The word “androgynous,” as used in biology, describes something which
has both female and male characteristics, or is hermaphroditic. In
contemporary general usage, the term implies a *lack of*
distinguishable masculine or feminine traits in dress, behavior, or
appearance.

Androgyny is a state taken on by transsexual individuals in which
marked characteristics unique to one’s current gender role are
gradually eliminated and characteristics of the opposite gender role
are gradually added. These traits include all aspects behavior,
grooming, and appearance. The purpose of this status is to facilitate
the transition from one societally accepted gender role to the other.
An androgynous state provides the transsexual a gradual means to adopt
the other gender role. Those who are not gender conflicted, but rather
are considered cross dressers, choose to alternately adopt the two
gender roles; at times fully playing a masculine role, and at others
playing fully a feminine role.

Today’s society generally anticipates and expects its members to
assume only one of two defined gender roles: male or female. While
some do accept ambiguous or blended gender portrayal, others such as
George Gilder, in his book “Men and Marriage,” attribute the fall of
Greek and Roman (and our own) civilizations to a culture of androgyny.

Such constant bistable pressure urges the androgyne to shed their
blended behavior for just one unambiguous role. As such, it is
difficult (but not impossible) to maintain an androgynous state for
extended periods while still functioning and interacting fully in
day-to-day events.
Answer  
There is no answer at this time.

Comments  
Subject: Re: Androgeny in the Gender Conflicted
From: alexr-ga on 25 Nov 2003 21:57 PST
 
Please note that "transgender" and "transsexual" are not synonymous.
Transgender is a much wider term, it includes *all* people who feel
that the gender they were assigned is a wrong or incomplete
description of themselfes, and transgender includes transsexuals,
cross-dressers, gender-benders, many (but not all) intersexuals and
more. Transgender people want to change their gender either
permanently or temporarily, to anything other than their originally
assigned gender. That may or may not include any of the available
medical procedures (Hormones, surgery, etc.).

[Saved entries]

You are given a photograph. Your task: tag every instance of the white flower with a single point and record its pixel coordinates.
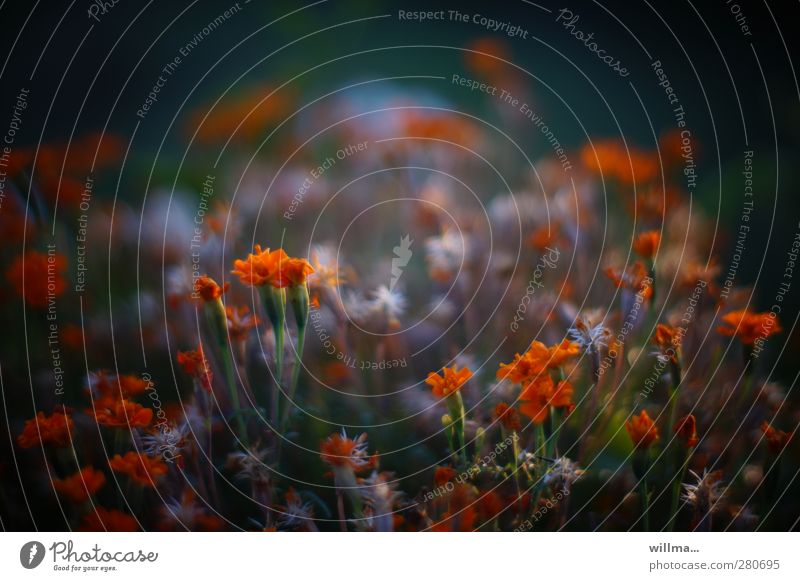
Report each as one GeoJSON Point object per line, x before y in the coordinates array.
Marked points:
{"type": "Point", "coordinates": [445, 253]}
{"type": "Point", "coordinates": [706, 494]}
{"type": "Point", "coordinates": [590, 337]}
{"type": "Point", "coordinates": [296, 513]}
{"type": "Point", "coordinates": [167, 440]}
{"type": "Point", "coordinates": [392, 302]}
{"type": "Point", "coordinates": [326, 267]}
{"type": "Point", "coordinates": [563, 472]}
{"type": "Point", "coordinates": [380, 494]}
{"type": "Point", "coordinates": [356, 305]}
{"type": "Point", "coordinates": [250, 465]}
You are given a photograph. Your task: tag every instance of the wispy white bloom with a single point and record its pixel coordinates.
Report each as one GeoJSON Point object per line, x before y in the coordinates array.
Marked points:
{"type": "Point", "coordinates": [380, 494]}
{"type": "Point", "coordinates": [563, 473]}
{"type": "Point", "coordinates": [705, 495]}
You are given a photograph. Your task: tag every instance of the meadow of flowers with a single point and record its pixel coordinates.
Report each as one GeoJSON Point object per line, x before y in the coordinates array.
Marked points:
{"type": "Point", "coordinates": [387, 318]}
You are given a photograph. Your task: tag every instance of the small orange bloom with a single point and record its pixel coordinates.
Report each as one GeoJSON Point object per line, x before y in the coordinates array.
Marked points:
{"type": "Point", "coordinates": [776, 439]}
{"type": "Point", "coordinates": [449, 382]}
{"type": "Point", "coordinates": [536, 397]}
{"type": "Point", "coordinates": [507, 416]}
{"type": "Point", "coordinates": [558, 354]}
{"type": "Point", "coordinates": [260, 268]}
{"type": "Point", "coordinates": [113, 521]}
{"type": "Point", "coordinates": [646, 244]}
{"type": "Point", "coordinates": [443, 475]}
{"type": "Point", "coordinates": [120, 413]}
{"type": "Point", "coordinates": [195, 364]}
{"type": "Point", "coordinates": [207, 289]}
{"type": "Point", "coordinates": [54, 430]}
{"type": "Point", "coordinates": [140, 468]}
{"type": "Point", "coordinates": [240, 321]}
{"type": "Point", "coordinates": [537, 359]}
{"type": "Point", "coordinates": [686, 429]}
{"type": "Point", "coordinates": [81, 485]}
{"type": "Point", "coordinates": [642, 430]}
{"type": "Point", "coordinates": [275, 268]}
{"type": "Point", "coordinates": [614, 159]}
{"type": "Point", "coordinates": [749, 327]}
{"type": "Point", "coordinates": [296, 271]}
{"type": "Point", "coordinates": [562, 396]}
{"type": "Point", "coordinates": [42, 274]}
{"type": "Point", "coordinates": [341, 452]}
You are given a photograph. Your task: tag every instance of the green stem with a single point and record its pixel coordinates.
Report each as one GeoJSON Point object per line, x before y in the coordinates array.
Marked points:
{"type": "Point", "coordinates": [676, 490]}
{"type": "Point", "coordinates": [645, 504]}
{"type": "Point", "coordinates": [456, 405]}
{"type": "Point", "coordinates": [301, 340]}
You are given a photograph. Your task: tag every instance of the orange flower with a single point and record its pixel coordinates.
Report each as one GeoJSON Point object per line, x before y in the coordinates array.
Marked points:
{"type": "Point", "coordinates": [562, 396]}
{"type": "Point", "coordinates": [275, 268]}
{"type": "Point", "coordinates": [113, 521]}
{"type": "Point", "coordinates": [195, 364]}
{"type": "Point", "coordinates": [535, 398]}
{"type": "Point", "coordinates": [207, 289]}
{"type": "Point", "coordinates": [262, 267]}
{"type": "Point", "coordinates": [668, 341]}
{"type": "Point", "coordinates": [240, 321]}
{"type": "Point", "coordinates": [749, 327]}
{"type": "Point", "coordinates": [525, 367]}
{"type": "Point", "coordinates": [42, 274]}
{"type": "Point", "coordinates": [507, 416]}
{"type": "Point", "coordinates": [449, 382]}
{"type": "Point", "coordinates": [108, 388]}
{"type": "Point", "coordinates": [642, 430]}
{"type": "Point", "coordinates": [686, 429]}
{"type": "Point", "coordinates": [646, 244]}
{"type": "Point", "coordinates": [120, 413]}
{"type": "Point", "coordinates": [612, 158]}
{"type": "Point", "coordinates": [81, 485]}
{"type": "Point", "coordinates": [54, 430]}
{"type": "Point", "coordinates": [443, 475]}
{"type": "Point", "coordinates": [537, 359]}
{"type": "Point", "coordinates": [341, 452]}
{"type": "Point", "coordinates": [776, 439]}
{"type": "Point", "coordinates": [140, 468]}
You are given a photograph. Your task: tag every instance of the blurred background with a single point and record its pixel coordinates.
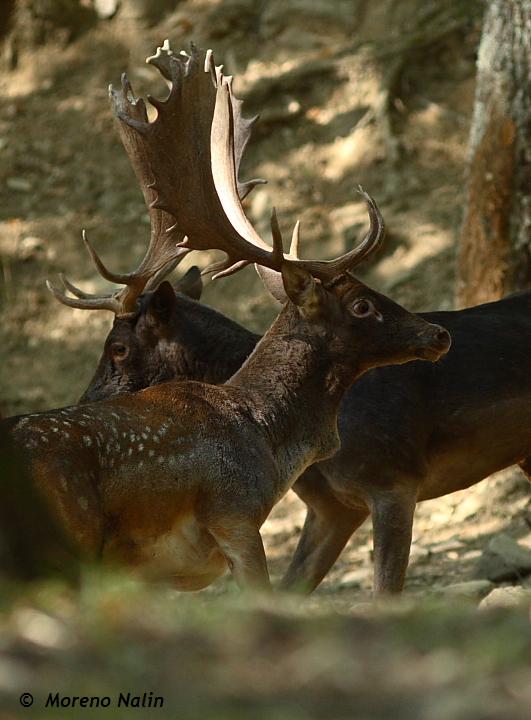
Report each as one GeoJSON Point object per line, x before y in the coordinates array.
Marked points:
{"type": "Point", "coordinates": [349, 92]}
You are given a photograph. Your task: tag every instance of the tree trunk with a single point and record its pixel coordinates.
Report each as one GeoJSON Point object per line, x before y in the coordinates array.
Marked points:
{"type": "Point", "coordinates": [495, 243]}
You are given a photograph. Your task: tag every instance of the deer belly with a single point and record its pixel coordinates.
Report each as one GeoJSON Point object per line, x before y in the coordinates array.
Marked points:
{"type": "Point", "coordinates": [187, 556]}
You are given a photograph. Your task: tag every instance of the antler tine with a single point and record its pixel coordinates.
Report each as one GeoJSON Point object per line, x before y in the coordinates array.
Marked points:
{"type": "Point", "coordinates": [119, 279]}
{"type": "Point", "coordinates": [195, 137]}
{"type": "Point", "coordinates": [104, 302]}
{"type": "Point", "coordinates": [294, 245]}
{"type": "Point", "coordinates": [77, 292]}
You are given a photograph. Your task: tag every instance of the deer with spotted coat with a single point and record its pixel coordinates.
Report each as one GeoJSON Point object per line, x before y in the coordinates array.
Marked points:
{"type": "Point", "coordinates": [178, 478]}
{"type": "Point", "coordinates": [396, 449]}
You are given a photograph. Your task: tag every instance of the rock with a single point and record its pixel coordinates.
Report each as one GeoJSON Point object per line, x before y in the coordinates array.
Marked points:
{"type": "Point", "coordinates": [506, 597]}
{"type": "Point", "coordinates": [505, 559]}
{"type": "Point", "coordinates": [279, 15]}
{"type": "Point", "coordinates": [472, 589]}
{"type": "Point", "coordinates": [30, 246]}
{"type": "Point", "coordinates": [106, 9]}
{"type": "Point", "coordinates": [355, 578]}
{"type": "Point", "coordinates": [150, 11]}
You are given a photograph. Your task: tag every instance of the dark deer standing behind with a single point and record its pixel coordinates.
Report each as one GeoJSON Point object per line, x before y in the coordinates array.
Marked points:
{"type": "Point", "coordinates": [443, 427]}
{"type": "Point", "coordinates": [179, 478]}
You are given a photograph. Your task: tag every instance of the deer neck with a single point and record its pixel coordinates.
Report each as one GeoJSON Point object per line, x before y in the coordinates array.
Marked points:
{"type": "Point", "coordinates": [294, 385]}
{"type": "Point", "coordinates": [217, 345]}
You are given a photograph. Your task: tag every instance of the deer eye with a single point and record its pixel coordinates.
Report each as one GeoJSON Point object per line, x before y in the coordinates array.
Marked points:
{"type": "Point", "coordinates": [362, 308]}
{"type": "Point", "coordinates": [119, 351]}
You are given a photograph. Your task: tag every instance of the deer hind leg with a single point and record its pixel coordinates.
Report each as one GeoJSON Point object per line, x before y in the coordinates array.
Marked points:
{"type": "Point", "coordinates": [525, 465]}
{"type": "Point", "coordinates": [71, 495]}
{"type": "Point", "coordinates": [242, 546]}
{"type": "Point", "coordinates": [328, 527]}
{"type": "Point", "coordinates": [392, 519]}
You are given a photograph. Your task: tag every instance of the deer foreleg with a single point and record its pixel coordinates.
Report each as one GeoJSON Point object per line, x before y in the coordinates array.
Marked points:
{"type": "Point", "coordinates": [244, 551]}
{"type": "Point", "coordinates": [328, 526]}
{"type": "Point", "coordinates": [392, 519]}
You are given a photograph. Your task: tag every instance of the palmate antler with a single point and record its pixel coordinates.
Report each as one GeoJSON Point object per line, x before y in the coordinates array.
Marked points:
{"type": "Point", "coordinates": [163, 252]}
{"type": "Point", "coordinates": [194, 161]}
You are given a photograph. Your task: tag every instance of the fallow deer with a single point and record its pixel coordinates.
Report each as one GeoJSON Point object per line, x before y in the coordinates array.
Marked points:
{"type": "Point", "coordinates": [178, 478]}
{"type": "Point", "coordinates": [444, 427]}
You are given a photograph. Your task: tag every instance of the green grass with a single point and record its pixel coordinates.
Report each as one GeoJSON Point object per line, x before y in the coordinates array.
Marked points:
{"type": "Point", "coordinates": [230, 656]}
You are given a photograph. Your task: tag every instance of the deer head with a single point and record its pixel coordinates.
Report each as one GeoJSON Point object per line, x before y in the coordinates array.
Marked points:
{"type": "Point", "coordinates": [193, 137]}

What is being asked: For each statement, say whether it agrees with the passage on androgyny, answering yes or no and quoting the deciding words: 1. In biology, "androgynous" describes something with both female and male characteristics. 2. Cross dressers are described as gender conflicted. 3. Maintaining an androgynous state for extended periods is described as impossible. These lines have no connection to the passage on androgyny.

Reply to the task:
1. Yes: "describes something which has both female and male characteristics, or is hermaphroditic."
2. No: "Those who are not gender conflicted, but rather are considered cross dressers."
3. No: "it is difficult (but not impossible) to maintain an androgynous state for extended periods."